[Recorded data]
'''

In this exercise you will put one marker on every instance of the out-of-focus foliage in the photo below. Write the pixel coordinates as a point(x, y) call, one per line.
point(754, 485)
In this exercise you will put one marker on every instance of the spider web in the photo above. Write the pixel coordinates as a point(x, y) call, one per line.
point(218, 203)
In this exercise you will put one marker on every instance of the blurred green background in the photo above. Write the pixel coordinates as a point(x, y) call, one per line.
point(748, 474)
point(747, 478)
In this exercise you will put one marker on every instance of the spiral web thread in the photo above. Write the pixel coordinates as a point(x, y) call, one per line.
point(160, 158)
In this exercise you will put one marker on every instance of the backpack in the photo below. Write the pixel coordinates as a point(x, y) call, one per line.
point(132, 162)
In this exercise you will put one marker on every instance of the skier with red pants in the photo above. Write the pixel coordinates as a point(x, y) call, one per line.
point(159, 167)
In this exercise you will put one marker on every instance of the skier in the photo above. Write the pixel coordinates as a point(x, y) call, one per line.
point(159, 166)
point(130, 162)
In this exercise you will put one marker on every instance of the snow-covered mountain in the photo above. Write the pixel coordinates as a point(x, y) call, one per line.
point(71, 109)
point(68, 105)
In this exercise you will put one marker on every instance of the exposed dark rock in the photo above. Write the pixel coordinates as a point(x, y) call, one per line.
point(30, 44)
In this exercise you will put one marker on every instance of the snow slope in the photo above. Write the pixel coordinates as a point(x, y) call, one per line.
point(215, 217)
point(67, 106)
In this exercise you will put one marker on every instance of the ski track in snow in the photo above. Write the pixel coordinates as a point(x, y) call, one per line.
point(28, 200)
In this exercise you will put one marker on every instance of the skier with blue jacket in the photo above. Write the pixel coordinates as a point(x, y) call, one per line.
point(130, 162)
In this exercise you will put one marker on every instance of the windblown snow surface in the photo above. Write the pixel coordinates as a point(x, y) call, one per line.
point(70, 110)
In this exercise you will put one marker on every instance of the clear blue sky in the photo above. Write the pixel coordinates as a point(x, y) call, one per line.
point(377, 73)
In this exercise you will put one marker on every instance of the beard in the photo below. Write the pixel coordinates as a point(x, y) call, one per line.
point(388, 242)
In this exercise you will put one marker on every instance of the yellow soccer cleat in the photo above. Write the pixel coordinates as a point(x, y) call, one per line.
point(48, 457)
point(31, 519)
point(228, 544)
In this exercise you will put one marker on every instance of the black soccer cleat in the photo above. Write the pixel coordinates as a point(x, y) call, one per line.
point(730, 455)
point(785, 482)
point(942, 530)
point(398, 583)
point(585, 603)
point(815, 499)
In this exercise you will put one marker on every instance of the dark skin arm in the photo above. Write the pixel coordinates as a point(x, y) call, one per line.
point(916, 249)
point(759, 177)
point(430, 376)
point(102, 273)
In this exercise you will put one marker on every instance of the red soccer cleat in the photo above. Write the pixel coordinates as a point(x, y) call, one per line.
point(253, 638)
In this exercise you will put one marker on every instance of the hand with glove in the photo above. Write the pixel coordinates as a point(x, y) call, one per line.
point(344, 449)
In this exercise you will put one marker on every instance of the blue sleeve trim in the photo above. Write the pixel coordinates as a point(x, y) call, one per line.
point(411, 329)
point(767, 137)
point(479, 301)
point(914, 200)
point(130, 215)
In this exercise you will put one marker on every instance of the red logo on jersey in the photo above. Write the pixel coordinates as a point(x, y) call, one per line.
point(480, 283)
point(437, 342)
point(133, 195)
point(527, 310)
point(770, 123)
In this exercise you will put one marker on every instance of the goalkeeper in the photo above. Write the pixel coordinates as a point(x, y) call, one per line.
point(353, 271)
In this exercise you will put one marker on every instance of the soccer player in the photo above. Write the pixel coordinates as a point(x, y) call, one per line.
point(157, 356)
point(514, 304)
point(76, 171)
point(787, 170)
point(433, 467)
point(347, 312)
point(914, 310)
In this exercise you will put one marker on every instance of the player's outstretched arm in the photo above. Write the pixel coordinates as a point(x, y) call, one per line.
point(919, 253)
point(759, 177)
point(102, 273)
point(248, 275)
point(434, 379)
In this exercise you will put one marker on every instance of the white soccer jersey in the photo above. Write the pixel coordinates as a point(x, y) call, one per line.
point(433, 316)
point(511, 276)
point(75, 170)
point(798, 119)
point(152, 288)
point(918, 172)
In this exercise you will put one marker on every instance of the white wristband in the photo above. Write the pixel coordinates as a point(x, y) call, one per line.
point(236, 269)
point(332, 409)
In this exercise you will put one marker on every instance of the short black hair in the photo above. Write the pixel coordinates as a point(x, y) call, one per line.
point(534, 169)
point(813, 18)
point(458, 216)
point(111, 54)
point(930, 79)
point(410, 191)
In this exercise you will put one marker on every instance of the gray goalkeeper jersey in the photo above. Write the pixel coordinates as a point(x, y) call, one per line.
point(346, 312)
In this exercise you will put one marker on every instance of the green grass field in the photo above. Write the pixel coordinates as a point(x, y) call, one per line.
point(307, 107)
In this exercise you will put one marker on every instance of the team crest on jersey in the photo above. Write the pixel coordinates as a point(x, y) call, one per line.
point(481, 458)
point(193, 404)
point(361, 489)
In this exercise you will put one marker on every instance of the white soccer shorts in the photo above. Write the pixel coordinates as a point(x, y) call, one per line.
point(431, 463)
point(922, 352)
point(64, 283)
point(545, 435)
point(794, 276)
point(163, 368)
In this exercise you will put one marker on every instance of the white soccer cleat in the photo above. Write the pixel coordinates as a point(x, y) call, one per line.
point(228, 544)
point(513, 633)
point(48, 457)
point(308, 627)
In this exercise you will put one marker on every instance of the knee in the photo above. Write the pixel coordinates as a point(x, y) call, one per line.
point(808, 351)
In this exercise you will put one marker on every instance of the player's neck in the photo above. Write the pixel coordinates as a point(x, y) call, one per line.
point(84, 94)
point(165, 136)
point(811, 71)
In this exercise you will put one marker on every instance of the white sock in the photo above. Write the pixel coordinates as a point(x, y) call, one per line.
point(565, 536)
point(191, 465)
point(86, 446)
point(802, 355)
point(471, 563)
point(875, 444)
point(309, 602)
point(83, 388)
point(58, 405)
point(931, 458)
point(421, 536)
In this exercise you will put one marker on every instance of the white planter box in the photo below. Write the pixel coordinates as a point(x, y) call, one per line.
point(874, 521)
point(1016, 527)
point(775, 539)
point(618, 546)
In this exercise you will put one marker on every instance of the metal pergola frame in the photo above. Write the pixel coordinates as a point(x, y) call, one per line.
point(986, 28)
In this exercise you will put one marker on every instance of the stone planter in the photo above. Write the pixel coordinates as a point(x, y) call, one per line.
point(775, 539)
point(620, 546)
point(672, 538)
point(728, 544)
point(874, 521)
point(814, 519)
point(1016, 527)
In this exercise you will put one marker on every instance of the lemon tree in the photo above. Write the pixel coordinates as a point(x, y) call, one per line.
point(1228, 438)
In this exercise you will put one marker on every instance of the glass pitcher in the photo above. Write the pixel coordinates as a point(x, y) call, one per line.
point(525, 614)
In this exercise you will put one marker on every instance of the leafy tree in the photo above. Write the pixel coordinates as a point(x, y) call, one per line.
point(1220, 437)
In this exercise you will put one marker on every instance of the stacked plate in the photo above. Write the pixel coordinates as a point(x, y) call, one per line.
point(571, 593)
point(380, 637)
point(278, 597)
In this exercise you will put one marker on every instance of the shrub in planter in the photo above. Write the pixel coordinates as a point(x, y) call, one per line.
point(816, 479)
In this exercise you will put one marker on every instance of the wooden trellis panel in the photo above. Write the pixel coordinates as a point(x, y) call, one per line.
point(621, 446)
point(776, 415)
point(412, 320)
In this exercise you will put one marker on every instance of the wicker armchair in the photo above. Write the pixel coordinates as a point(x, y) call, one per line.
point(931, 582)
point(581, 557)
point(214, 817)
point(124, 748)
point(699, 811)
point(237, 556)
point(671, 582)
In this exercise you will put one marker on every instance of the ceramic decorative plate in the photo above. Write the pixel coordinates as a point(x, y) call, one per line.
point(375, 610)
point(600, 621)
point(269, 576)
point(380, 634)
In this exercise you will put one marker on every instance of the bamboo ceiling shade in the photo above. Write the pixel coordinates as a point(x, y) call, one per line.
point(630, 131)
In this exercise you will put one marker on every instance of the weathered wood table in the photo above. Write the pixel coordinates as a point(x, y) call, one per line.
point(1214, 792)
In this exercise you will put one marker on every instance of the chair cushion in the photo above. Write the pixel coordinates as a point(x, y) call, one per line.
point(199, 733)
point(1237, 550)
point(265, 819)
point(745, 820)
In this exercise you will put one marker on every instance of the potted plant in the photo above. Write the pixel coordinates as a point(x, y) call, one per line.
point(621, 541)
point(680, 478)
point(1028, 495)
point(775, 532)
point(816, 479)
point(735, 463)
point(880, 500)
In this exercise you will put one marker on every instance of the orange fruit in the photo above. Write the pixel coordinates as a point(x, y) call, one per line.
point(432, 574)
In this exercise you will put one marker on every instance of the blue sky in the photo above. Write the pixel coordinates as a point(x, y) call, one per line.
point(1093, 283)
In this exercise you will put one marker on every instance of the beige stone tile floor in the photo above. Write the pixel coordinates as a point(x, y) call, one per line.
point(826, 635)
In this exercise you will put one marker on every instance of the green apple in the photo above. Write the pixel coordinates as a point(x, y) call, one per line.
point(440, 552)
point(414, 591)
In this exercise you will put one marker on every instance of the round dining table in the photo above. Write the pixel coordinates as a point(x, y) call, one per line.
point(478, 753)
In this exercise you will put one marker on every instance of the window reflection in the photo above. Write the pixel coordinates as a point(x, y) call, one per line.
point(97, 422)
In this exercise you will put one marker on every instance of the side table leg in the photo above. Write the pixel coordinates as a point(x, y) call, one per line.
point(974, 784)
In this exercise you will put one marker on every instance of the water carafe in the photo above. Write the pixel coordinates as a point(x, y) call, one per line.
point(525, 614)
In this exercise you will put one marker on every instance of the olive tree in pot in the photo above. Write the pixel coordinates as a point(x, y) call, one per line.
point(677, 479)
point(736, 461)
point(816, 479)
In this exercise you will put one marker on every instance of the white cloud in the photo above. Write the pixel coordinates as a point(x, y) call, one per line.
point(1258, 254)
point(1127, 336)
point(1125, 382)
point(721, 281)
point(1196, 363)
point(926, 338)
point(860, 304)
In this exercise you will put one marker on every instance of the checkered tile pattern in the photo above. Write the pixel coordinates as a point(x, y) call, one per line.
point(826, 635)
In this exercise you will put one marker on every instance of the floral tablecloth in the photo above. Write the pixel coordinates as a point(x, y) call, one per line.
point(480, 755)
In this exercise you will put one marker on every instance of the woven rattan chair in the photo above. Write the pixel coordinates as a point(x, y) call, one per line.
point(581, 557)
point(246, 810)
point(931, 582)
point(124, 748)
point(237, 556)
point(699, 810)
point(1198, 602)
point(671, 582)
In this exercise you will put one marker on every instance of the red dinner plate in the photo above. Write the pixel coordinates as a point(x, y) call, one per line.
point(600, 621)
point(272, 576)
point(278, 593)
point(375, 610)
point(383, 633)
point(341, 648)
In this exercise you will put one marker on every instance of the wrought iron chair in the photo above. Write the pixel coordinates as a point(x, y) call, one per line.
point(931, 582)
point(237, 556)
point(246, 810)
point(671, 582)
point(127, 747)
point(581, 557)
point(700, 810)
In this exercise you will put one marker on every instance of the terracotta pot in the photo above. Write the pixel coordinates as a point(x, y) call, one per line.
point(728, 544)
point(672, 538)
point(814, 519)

'''

▶ PROBLEM DETAILS
Please write out the lines in the items above, starting at the line containing "the white sock" and ending at the line containing "point(83, 388)", with both of those lines included.

▶ RESULT FOR THIS EXERCISE
In this exercise you will put one marker on every instance of the white sock in the photo above. Write the pixel coordinates as a point(x, y) call, one per line.
point(565, 536)
point(191, 465)
point(86, 446)
point(802, 355)
point(471, 563)
point(875, 444)
point(309, 602)
point(83, 388)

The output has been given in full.